● **Exercise objective**:
Word for word, print out all of the data, omitting every image.

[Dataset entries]
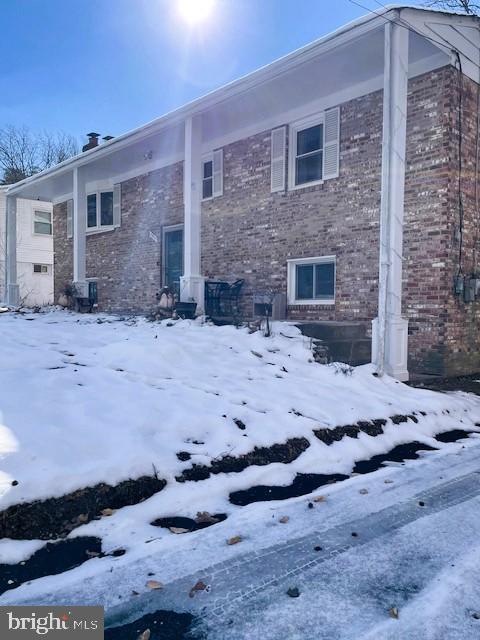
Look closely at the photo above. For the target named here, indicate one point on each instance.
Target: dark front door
(172, 258)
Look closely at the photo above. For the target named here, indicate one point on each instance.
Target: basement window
(42, 223)
(311, 280)
(40, 268)
(99, 210)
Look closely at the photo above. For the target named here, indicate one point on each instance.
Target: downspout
(384, 259)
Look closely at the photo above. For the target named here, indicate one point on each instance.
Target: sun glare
(195, 11)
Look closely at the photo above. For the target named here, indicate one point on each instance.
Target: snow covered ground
(88, 399)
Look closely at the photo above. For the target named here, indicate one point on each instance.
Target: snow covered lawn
(88, 399)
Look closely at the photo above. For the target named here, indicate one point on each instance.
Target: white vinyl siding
(69, 218)
(277, 162)
(218, 173)
(117, 205)
(42, 222)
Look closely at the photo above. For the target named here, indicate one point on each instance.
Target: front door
(172, 262)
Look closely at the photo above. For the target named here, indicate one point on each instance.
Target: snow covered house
(34, 251)
(343, 175)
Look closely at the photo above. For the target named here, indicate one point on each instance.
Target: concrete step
(334, 330)
(353, 352)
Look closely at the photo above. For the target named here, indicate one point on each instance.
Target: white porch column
(12, 288)
(192, 284)
(390, 330)
(79, 231)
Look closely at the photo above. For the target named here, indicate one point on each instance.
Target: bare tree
(23, 152)
(471, 7)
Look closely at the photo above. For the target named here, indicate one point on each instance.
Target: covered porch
(378, 52)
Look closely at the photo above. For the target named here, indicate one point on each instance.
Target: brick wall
(63, 251)
(426, 235)
(461, 351)
(127, 261)
(250, 233)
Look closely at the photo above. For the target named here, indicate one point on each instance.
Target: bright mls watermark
(58, 623)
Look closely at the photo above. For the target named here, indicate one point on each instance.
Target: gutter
(215, 97)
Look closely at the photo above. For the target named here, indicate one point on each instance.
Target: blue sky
(112, 65)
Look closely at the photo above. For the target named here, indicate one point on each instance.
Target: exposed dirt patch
(306, 483)
(453, 435)
(56, 517)
(261, 456)
(163, 625)
(53, 558)
(303, 483)
(370, 427)
(401, 452)
(180, 522)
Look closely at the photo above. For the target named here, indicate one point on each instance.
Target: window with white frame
(308, 153)
(212, 174)
(40, 268)
(311, 280)
(99, 210)
(207, 178)
(42, 223)
(315, 149)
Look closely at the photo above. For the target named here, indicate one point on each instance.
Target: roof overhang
(349, 54)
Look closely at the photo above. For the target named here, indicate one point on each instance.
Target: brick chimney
(92, 141)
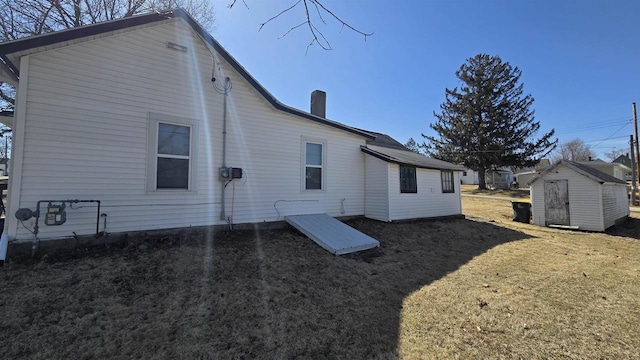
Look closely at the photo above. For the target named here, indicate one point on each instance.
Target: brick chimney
(319, 103)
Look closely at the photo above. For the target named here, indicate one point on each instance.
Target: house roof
(591, 173)
(385, 140)
(11, 51)
(623, 159)
(386, 148)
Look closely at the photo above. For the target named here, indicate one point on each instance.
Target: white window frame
(152, 152)
(303, 171)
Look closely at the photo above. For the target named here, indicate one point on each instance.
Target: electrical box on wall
(229, 173)
(56, 215)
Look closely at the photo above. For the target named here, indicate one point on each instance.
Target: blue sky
(580, 59)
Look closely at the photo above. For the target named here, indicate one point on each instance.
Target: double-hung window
(408, 181)
(314, 164)
(448, 185)
(172, 148)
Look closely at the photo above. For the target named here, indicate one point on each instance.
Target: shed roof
(591, 173)
(11, 51)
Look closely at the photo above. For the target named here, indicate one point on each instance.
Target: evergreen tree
(488, 123)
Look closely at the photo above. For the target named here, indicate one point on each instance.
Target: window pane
(173, 173)
(173, 139)
(314, 179)
(447, 181)
(314, 154)
(408, 181)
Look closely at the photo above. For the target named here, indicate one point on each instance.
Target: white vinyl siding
(429, 201)
(592, 205)
(376, 189)
(86, 126)
(615, 203)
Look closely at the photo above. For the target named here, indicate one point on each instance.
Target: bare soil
(484, 287)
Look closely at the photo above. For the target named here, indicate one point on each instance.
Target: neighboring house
(126, 113)
(577, 196)
(616, 170)
(525, 175)
(469, 177)
(626, 161)
(499, 179)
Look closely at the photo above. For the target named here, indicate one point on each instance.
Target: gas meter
(56, 215)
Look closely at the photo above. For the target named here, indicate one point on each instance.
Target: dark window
(313, 166)
(174, 150)
(408, 183)
(447, 181)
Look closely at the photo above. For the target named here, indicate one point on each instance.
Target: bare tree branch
(234, 2)
(341, 21)
(316, 34)
(281, 12)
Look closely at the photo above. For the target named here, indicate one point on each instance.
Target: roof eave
(100, 28)
(393, 160)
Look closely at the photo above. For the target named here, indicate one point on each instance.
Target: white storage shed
(576, 196)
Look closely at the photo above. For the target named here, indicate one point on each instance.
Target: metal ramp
(332, 235)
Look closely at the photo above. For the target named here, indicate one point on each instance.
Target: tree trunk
(482, 183)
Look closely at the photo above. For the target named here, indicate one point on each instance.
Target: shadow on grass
(268, 295)
(630, 228)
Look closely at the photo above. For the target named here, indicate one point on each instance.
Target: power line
(594, 126)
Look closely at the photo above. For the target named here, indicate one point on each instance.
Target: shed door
(556, 202)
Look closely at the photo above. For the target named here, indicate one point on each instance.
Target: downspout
(223, 215)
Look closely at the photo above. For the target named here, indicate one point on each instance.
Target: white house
(398, 183)
(469, 177)
(574, 195)
(148, 123)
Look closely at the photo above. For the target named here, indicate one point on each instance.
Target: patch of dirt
(484, 288)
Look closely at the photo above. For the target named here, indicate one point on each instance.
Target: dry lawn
(480, 288)
(515, 193)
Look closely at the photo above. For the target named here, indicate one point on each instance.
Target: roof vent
(319, 103)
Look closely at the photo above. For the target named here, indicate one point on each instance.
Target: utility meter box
(56, 215)
(229, 173)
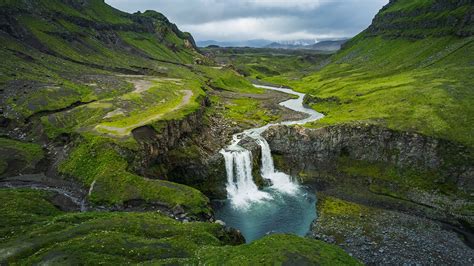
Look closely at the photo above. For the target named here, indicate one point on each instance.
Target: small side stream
(283, 207)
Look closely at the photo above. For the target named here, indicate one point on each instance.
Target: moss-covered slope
(387, 76)
(34, 231)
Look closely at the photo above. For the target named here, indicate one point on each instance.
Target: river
(283, 207)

● **Solution for this problem**:
Look closely at the photo above. For the target named here, indicate one point on each instance.
Target: dark front door
(172, 258)
Look closely at the photo above. For the target named here, indicate one point on each instance.
Target: basement window
(42, 223)
(311, 280)
(40, 268)
(99, 210)
Look closely at the photo above. For the target named here, indicate one point on each instance.
Target: downspout
(384, 259)
Look closely at the photo above. For the target named here, indicate one point on each instance.
Target: sun glare
(195, 11)
Look closely at the photo above. For the target named here, indicate one point on each instance.
Target: snow covered ground
(88, 399)
Look closely at the photo above. For the target named here, indicate one point on each instance.
Target: snow covered lawn
(88, 399)
Look closely at the photo above. For the target named here, indicate one point on each instance.
Target: white vinyl siding
(69, 218)
(277, 162)
(218, 173)
(117, 205)
(42, 222)
Look closely at the photo above. For the target named here, indicate one point on each instance.
Target: front door
(172, 262)
Look closely at the photo above. For the target named here, indicate one point on each instance.
Target: snow covered house
(34, 251)
(343, 175)
Look closely at the photo above. For the target named here, indicate one point on each instance.
Target: concrete step
(334, 330)
(353, 352)
Look closely at the photo above. For the target named here, indicate one point on each instance.
Target: white porch column
(12, 288)
(192, 284)
(390, 330)
(79, 231)
Look closely at the photo above. For the target named here, indicate one point on each instance.
Target: bare tree
(23, 152)
(471, 7)
Look closely at the photo above. For the target named here, indicate one point on each instance.
Target: covered porch
(378, 52)
Look closely at the photo above. For the target named here, indicate one point on each instance.
Target: brick wall
(63, 251)
(426, 235)
(461, 351)
(127, 261)
(250, 233)
Look closely at the photo above. For the target named here, indicate one point on each instance.
Target: bright mls watermark
(58, 623)
Look closely at the photo above. For the target named here, indicate one point on each instance.
Target: gutter
(215, 97)
Look closely at the photo above. For the target named here, indicate one point on each instance.
Target: blue sky
(112, 65)
Look closely at the photo above. For the target named here, indicate one point on each instance.
Target: exposed dirt patch
(306, 483)
(453, 435)
(56, 517)
(261, 456)
(163, 625)
(53, 558)
(303, 483)
(370, 427)
(401, 452)
(180, 522)
Look closely at the photo above. For the target named here, indicate one point on each instance.
Target: window with white frame
(308, 153)
(212, 174)
(40, 268)
(311, 280)
(99, 210)
(207, 178)
(42, 223)
(315, 149)
Look closely at the photo above. For the target named here, indicate one point on each instance.
Target: roof overhang
(349, 54)
Look closely at the photo above. For the target named here, indicate one point on each instance.
Target: brick chimney
(92, 141)
Look closely at the photo above. For the target named here, indicate one point on each instance.
Target: brick chimney
(319, 103)
Look closely at the photo above. For the target named here, indicate one point on each instance.
Target: house roof
(591, 173)
(385, 140)
(11, 51)
(623, 159)
(386, 148)
Look closely at the photo above. For the target named here, indicate one point on each instance.
Target: white window frame
(152, 152)
(303, 171)
Look closely at the photo above. For the target named here, indicate one point on each instance.
Target: electrical box on wall
(229, 173)
(56, 215)
Look closely at the photo above. For the target named here, indicate one point on each instance.
Target: blue sky
(580, 59)
Look closely at the photo above. For the target named here, indicate one point on each instance.
Target: double-hung window
(408, 181)
(314, 164)
(448, 185)
(172, 148)
Look closely at the photo above. For the target named here, indicate one point on each instance.
Target: shed roof
(591, 173)
(11, 51)
Look closely at the photo above. For the target named here, indicate one point on each instance.
Target: evergreen tree
(488, 123)
Look closely at the photo above. For the target named here, indicate one point on each instance.
Target: window pane
(173, 173)
(173, 139)
(314, 179)
(447, 181)
(314, 154)
(408, 181)
Look closely at the photo above. For the target named here, indicate one point on each instance.
Target: white vinyl siding
(429, 201)
(592, 205)
(376, 189)
(86, 126)
(615, 203)
Look closely at the photo above. For the target named here, indicate one point on each instance.
Target: bare soil
(484, 287)
Look closely at the photo above. For the target named here, indicate one point on each instance.
Target: neighboring house
(126, 113)
(577, 196)
(616, 170)
(525, 175)
(469, 177)
(626, 161)
(499, 179)
Look closely at the photo above. For the target named here, indicate one point on each instance.
Target: gas meter
(56, 215)
Look closely at the photo above. For the target named here, indicate one point on each instance.
Target: dark window
(313, 166)
(174, 150)
(408, 183)
(447, 181)
Look closely at the photo above. For the target named here, indicate one point on each instance.
Target: bare tree branch
(234, 2)
(341, 21)
(316, 34)
(281, 12)
Look closely at the photo above. For the target named here, indicate one point on each instance.
Target: roof eave
(100, 28)
(393, 160)
Look closely at the photo above. For the target named here, indicate one point on each instance.
Target: white storage shed
(576, 196)
Look closely at the photo above. For the target named here, indicate one point on each instance.
Target: metal ramp
(332, 235)
Look closely at the photo above. For the target named here, indicate one point on each instance.
Target: tree trunk
(482, 183)
Look closely at the photo above. For the target named here, indicate one point on each instance.
Target: shadow on grass
(268, 295)
(630, 228)
Look closely at the photo above. For the target named here, indicate one point on each instance.
Target: power line
(594, 126)
Look closely at the photo above. For the target named here, indicate one point on each instance.
Target: shed door
(556, 202)
Look closely at the photo above. For the target named here, indicate one point on each instance.
Target: downspout
(223, 215)
Look closely at the photo above. For the target named here, indicate one point on each instance.
Target: white house
(398, 183)
(469, 177)
(574, 195)
(148, 123)
Look closely at the photo above. For the target named here, indicate one point on each instance.
Target: patch of dirt
(484, 288)
Look closely at the photo above. For the target named here, indicate one point on each instance.
Target: dry lawn
(480, 288)
(515, 193)
Look closely at the photo above. For the target named here, indicate one point on each instance.
Target: roof vent
(319, 103)
Look closely at the photo above. For the target named here, indicate one point on each instance.
Target: utility meter box
(56, 215)
(229, 173)
Look closely at the photo above. For the target named here, indicate one point on each instance.
Target: small side stream
(283, 207)
Look closely at the photo above. For the target named here, indicate one point on each instance.
Target: moss-covered slope
(387, 76)
(34, 231)
Look closely at the photo above. For the target named here, indicate one point on each instance.
Target: river
(283, 207)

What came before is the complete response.